Given entries:
::::
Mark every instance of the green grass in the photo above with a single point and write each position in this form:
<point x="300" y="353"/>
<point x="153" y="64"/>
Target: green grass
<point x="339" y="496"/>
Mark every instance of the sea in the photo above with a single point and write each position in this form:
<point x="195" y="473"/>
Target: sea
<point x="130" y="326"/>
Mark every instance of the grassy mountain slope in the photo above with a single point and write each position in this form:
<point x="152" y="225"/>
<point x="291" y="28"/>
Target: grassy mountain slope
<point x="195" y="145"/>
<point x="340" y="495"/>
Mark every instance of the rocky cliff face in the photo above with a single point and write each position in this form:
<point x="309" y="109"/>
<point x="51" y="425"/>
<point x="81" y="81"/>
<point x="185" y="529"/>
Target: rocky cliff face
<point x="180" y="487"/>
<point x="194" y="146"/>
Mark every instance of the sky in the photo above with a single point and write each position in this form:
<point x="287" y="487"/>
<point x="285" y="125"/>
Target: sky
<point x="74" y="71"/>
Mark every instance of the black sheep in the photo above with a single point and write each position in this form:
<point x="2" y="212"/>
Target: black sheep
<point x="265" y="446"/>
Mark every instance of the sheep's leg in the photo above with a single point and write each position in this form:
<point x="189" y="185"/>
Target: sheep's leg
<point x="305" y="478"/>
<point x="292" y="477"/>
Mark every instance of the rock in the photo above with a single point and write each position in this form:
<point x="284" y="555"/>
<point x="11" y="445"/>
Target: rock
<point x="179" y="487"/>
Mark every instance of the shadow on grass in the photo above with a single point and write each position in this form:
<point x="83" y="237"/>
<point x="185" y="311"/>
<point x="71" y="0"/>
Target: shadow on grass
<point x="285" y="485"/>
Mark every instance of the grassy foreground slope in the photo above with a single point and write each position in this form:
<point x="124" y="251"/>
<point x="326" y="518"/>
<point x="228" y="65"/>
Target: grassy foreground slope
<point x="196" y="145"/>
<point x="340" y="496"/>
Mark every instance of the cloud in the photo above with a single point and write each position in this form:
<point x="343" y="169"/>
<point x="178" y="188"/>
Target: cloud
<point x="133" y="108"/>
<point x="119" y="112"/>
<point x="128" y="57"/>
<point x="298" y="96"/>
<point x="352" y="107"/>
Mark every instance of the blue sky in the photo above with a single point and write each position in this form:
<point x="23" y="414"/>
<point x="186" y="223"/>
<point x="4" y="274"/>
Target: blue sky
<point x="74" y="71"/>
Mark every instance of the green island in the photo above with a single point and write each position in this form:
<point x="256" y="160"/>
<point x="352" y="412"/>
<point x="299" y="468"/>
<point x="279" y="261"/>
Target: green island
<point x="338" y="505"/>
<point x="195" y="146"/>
::::
Exercise directions:
Please give back all of the records exactly as written.

Output of the exercise:
Mark every instance of the green grass in the photo above with a single point and write each position in this form:
<point x="300" y="353"/>
<point x="153" y="64"/>
Target: green grass
<point x="339" y="496"/>
Mark every instance of the sea in the photo above with a single point and write each position in this form:
<point x="195" y="473"/>
Target: sea
<point x="130" y="326"/>
Mark every instance of the grassy mountain slope in the photo above with a single point and write each position in this form:
<point x="152" y="225"/>
<point x="291" y="28"/>
Target: grassy mountain slope
<point x="195" y="145"/>
<point x="340" y="495"/>
Mark every instance of the rocky cliff face in the photo above with a single point and write each position in this form:
<point x="309" y="109"/>
<point x="51" y="425"/>
<point x="81" y="81"/>
<point x="185" y="529"/>
Target: rocky cliff face
<point x="180" y="487"/>
<point x="194" y="146"/>
Mark every instance of the sky in the photo above with a single point and write each position in this form:
<point x="287" y="487"/>
<point x="285" y="125"/>
Target: sky
<point x="74" y="71"/>
Mark every instance of the black sheep in the photo above with a single point and write each position in this form:
<point x="2" y="212"/>
Target: black sheep
<point x="265" y="446"/>
Mark every instance of the sheep's leg in the photo above with a single point and write each position in this form:
<point x="189" y="185"/>
Target: sheep's leg
<point x="305" y="478"/>
<point x="292" y="477"/>
Mark every instance of the rock in the photo above with a single point and write each position in this form:
<point x="284" y="555"/>
<point x="11" y="445"/>
Target: rock
<point x="179" y="487"/>
Mark every instance of the shadow on grass in the photo above with a single point and write each position in this form:
<point x="83" y="237"/>
<point x="185" y="311"/>
<point x="71" y="0"/>
Target: shadow on grass
<point x="285" y="485"/>
Mark every instance of the grassy foreground slope in the photo above with a single point and write each position in this form:
<point x="124" y="251"/>
<point x="326" y="518"/>
<point x="228" y="65"/>
Target: grassy foreground slope
<point x="196" y="145"/>
<point x="340" y="496"/>
Mark every instance of the cloud in the photo above with a single point and write each position in this form:
<point x="343" y="169"/>
<point x="178" y="188"/>
Target: cloud
<point x="133" y="108"/>
<point x="119" y="112"/>
<point x="128" y="57"/>
<point x="298" y="96"/>
<point x="352" y="107"/>
Mark every instance of the blue sky in the photo above with a single point and write each position in this form:
<point x="23" y="414"/>
<point x="186" y="223"/>
<point x="4" y="274"/>
Target: blue sky
<point x="74" y="71"/>
Mark every instance of the green island in the photo above with a single point and write each position in this form:
<point x="256" y="160"/>
<point x="352" y="412"/>
<point x="299" y="468"/>
<point x="279" y="261"/>
Target: green island
<point x="338" y="505"/>
<point x="195" y="146"/>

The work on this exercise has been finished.